■ Task to carry out:
Rewrite the data below, swapping every "black awning" for "striped awning" and keeping everything else the same. Leave the pictures out of your answer.

::::::::::

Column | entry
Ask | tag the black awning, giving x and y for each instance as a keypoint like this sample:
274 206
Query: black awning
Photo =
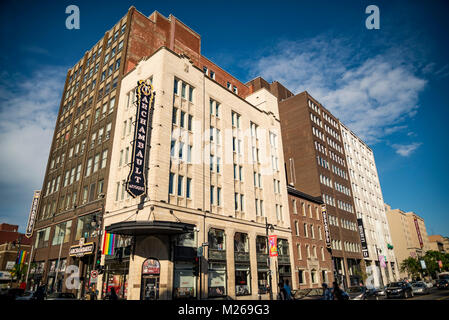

::::::::::

■ Solution:
Column | entry
Ask | tag the striped awning, giving x and y for each instance as a keypoint like this sample:
274 206
Query: striped awning
Photo =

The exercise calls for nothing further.